## [Text excerpt]

========

The Freikorps were now given a free-hand to restore order in Berlin and the President of the recently formed Weimar Republic Friedrich Ebert aware of the precariousness of his own position was willing to turn a blind-eye to any excesses and with no oversight in place the Freikorps roamed the streets of Berlin as de facto murder squads. 
 
On 15 January 1919, Rosa Luxemburg and Karl Liebknecht were captured by a Freikorps unit led by Captain Waldemar Pabst who believing that it was the Left which been to blame for Germany's surrender not defeat on the battlefield had no sympathy whatsoever for communists and pacifists who he considered to be traitors. 
 
Both Rosa and Karl were roughly treated during a short interrogation. Believing he had extracted all the information he could from them Pabst ordered their execution. Rosa was beaten around the head with a rifle butt and forced to the ground before being shot her bullet-riddled body then being thrown into the Landwehr Canal. Karl Liebknecht’s body was later discovered shot through the head in a nearby park.

========

## [Exercise requirements]
Which people does the Freikorps excerpt mention by name? List every one.

========

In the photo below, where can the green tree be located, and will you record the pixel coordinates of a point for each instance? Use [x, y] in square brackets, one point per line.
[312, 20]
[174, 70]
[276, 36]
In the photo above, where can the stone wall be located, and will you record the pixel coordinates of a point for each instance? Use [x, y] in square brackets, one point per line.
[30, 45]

========

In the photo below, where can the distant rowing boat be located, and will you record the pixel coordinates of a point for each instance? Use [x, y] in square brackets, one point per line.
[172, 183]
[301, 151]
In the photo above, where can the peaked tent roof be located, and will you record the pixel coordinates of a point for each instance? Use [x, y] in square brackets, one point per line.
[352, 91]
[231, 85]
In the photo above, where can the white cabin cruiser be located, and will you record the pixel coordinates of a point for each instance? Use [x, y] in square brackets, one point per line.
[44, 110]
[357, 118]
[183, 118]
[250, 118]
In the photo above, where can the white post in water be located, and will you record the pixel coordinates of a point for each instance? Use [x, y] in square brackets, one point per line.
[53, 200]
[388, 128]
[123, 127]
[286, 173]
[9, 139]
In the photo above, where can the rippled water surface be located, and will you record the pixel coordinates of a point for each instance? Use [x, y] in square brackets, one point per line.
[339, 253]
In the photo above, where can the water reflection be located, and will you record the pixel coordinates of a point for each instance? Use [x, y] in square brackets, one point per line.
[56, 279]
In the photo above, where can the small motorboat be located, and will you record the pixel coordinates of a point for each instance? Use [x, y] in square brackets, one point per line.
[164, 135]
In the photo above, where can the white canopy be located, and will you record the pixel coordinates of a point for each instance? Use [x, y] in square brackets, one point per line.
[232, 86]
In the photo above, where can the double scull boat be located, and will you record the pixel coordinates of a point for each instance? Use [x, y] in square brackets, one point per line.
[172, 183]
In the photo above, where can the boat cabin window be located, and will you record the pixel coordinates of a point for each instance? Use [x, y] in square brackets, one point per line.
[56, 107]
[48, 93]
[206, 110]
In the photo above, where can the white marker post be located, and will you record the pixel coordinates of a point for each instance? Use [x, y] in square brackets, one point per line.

========

## [The reply]
Friedrich Ebert, Rosa Luxemburg, Karl Liebknecht, Waldemar Pabst